◆ ESTRATTO DEL TESTO ◆
· · · · ·

L’odissea dell’imposta di soggiorno.
Nascita, normativa e dichiarazione telematica del tributo voluto a sostegno del turismo italiano.
In Italia l’applicazione di una tassa di soggiorno fu permessa a partire dal 1910. In origine solo alcuni comuni, noti per la vocazione climatica e/o balneare, avevano la facoltà di richiedere il pagamento di un tributo a coloro che vi soggiornavano a scopo di cura. La riscossione degli importi restava a carico degli albergatori che, visto il silenzio della legge in materia, in caso di omesso versamento si trovavano a fronteggiare accuse di peculato.
Con il ventennio fascista la tassa fu tramutata in un’imposta applicabile a tutte le località di interesse turistico per poi essere rimossa nel 1988 dietro al presupposto che la sua abolizione potesse dare una spinta all’arrivo di turisti nel bel paese. Contrariamente a quanto creduto l’assenza dell’imposta non portò ai risultati sperati.
Novità introdotte
Successivamente la maggiore autonomia concessa a regioni e comuni, in conseguenza alle novità introdotte in materia di federalismo fiscale nel 2009, portò alla reintegrazione dell’imposta di soggiorno per mezzo di due norme: il decreto legge n. 78 del 2010, valido solo per la città di Roma (alla quale, in considerazione della sua specificità, venne concesso di adottare diverse misure tra cui l’introduzione di un contributo di soggiorno – da cui il “modello” Roma Capitale) e il decreto legislativo n. 23 del 2011 che gettò le linee guida su cui si basa l’imposta di soggiorno – alias tourist tax – attualmente in vigore. Lo stesso decreto introdusse anche il regime della cedolare secca sulle locazioni a sostituzione dell’imposta sul reddito delle persone fisiche, dell’imposta di registro e di bollo.

· · · · ·

◆ RECORD RIPORTATI ◆
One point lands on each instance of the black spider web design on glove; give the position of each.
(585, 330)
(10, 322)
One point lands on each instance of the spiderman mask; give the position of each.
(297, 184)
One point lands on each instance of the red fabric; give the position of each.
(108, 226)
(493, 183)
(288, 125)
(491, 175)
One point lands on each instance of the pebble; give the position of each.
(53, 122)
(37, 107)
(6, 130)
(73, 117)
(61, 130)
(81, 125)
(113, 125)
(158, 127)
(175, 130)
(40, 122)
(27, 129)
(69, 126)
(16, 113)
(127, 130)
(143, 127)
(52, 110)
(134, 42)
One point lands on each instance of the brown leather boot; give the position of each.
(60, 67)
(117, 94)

· · · · ·

◆ BREVE ESERCIZIO A ◆
Riporti fedelmente il passo del testo sull'imposta di soggiorno che comincia con "In Italia l’applicazione" e termina con "ai risultati sperati.".
◆ BREVE ESERCIZIO B ◆
Prosegua la stesura del testo sull'imposta di soggiorno, riprendendo subito dopo la sua ultima frase.
I record non hanno alcun legame con il testo sull'imposta di soggiorno.

◆ RISPOSTA SCRITTA A ◆
In Italia l’applicazione di una tassa di soggiorno fu permessa a partire dal 1910. In origine solo alcuni comuni, noti per la vocazione climatica e/o balneare, avevano la facoltà di richiedere il pagamento di un tributo a coloro che vi soggiornavano a scopo di cura. La riscossione degli importi restava a carico degli albergatori che, visto il silenzio della legge in materia, in caso di omesso versamento si trovavano a fronteggiare accuse di peculato.
Con il ventennio fascista la tassa fu tramutata in un’imposta applicabile a tutte le località di interesse turistico per poi essere rimossa nel 1988 dietro al presupposto che la sua abolizione potesse dare una spinta all’arrivo di turisti nel bel paese. Contrariamente a quanto creduto l’assenza dell’imposta non portò ai risultati sperati.

◆ RISPOSTA SCRITTA B ◆
I pilastri dell’imposta
Oltre alle disposizioni sul chi possa indirla e sul come l’imposta di soggiorno possa essere applicata all’interno di un dato territorio, il decreto legislativo del 2011 dispose che il contributo avvenisse a carico di coloro che “alloggiano nelle strutture ricettive”; a fare chiarezza sul termine struttura ricettiva ci pensò la legislatura nel 2014 con il testo unico in materia di strutture ricettive.
Nel mondo delle agenzie immobiliari si sottolinea l’importanza dell’art. 27 del testo unico che descrive gli appartamenti ammobiliati ad uso turistico – AAUT – come “unità immobiliari di civile abitazione…date in affitto ai turisti…con contratti aventi validità non superiori ai 12 mesi e sempre che l’attività non sia organizzata in forma di impresa”.
Complessità dell’Imposta
La normativa sulle locazioni a valenza turistica è piuttosto complessa e svela un profondo conflitto tra Stato e Regioni. Infatti, la nostra costituzione, all’art. 117, prevede che la legislazione in materia di turismo spetti alle regioni ma dispone che la disciplina delle locazioni ricada tra le questioni di ordinamento civile, materia di competenza esclusiva dello stato. È, pertanto, il codice civile (agli artt. 1571 e seguenti) a disciplinare le locazioni turistiche. A confermare questo anche l’art. 53 del decreto legislativo n. 79 sempre del 2011: “gli alloggi locati esclusivamente per finalità turistiche, in qualsiasi luogo ubicati, sono regolati dalle disposizioni del codice civile in tema di locazione”.
Cosa ne deduciamo
Fermandosi a quanto stabilito fin qui verrebbe da pensare che la tourist tax possa essere applicata a tutte le locazioni con finalità turistica aventi durata fino ai 12 mesi; in realtà lo stato con il decreto legge n. 50 del 2017 disciplina esclusivamente le c.d. locazioni brevi, ossia “locazione di immobili ad uso abitativo di durata non superiore a 30 giorni” per le quali è espressamente previsto il pagamento dell’imposta di soggiorno.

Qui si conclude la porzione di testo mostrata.